Pointing dataset records:
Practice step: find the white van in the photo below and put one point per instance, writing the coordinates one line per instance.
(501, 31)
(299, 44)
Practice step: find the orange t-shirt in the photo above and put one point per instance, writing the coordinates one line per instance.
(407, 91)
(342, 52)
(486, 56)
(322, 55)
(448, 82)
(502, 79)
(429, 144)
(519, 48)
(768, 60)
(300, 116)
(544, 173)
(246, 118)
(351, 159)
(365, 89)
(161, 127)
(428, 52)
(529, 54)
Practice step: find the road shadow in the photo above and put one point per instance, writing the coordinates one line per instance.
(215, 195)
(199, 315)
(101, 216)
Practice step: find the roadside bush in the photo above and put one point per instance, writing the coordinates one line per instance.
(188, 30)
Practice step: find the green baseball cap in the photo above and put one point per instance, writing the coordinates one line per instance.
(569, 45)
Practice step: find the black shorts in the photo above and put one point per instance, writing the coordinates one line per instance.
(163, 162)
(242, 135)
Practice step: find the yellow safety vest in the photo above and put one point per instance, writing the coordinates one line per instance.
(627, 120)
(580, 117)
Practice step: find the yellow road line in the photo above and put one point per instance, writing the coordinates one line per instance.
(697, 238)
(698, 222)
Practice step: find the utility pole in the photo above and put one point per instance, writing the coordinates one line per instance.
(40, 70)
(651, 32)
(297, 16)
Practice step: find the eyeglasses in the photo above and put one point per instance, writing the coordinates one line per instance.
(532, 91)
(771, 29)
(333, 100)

_Given instruction_
Each line above must be printed exactly as it appears.

_The response_
Practice step: find the white van in the photo below and put one point per instance, writing the coordinates one line per instance.
(501, 31)
(299, 44)
Practice step: find the orange t-shirt in the photo above and put one point per instance, writing the coordinates one line per instance.
(407, 91)
(342, 52)
(486, 56)
(322, 55)
(448, 82)
(502, 79)
(429, 144)
(519, 48)
(768, 60)
(300, 116)
(544, 173)
(246, 118)
(351, 159)
(365, 89)
(161, 127)
(428, 52)
(529, 54)
Practice step: find the road shadow in the photo above and put one point per instance, writing the coordinates one line per instance.
(215, 195)
(199, 315)
(101, 216)
Practice step: find the roadside bush in the photo above and put one point per instance, writing the coordinates one line per instance.
(188, 30)
Practice step: find the green baseball cap in the photo above and put one point per instance, writing the coordinates one line per instance.
(569, 45)
Practice step: find the black shorts in the photo above and put one point per instance, writing the coordinates one line per instance.
(163, 162)
(242, 135)
Practice step: find the yellow safety vest in the photo above and put one point per instance, writing the coordinates one line per instance.
(627, 120)
(580, 117)
Practice step: find the yellow road line in the photo above and put one point per instance, writing the coordinates one line per instance.
(697, 238)
(698, 222)
Practice step: find the utility pole in the photo above and put one point per instance, writing the coordinates one line per instance.
(40, 70)
(651, 32)
(297, 16)
Practice step: find the eyeglasses in the photo above and put one point per instance, writing the coordinates one line per instance.
(532, 91)
(771, 29)
(333, 100)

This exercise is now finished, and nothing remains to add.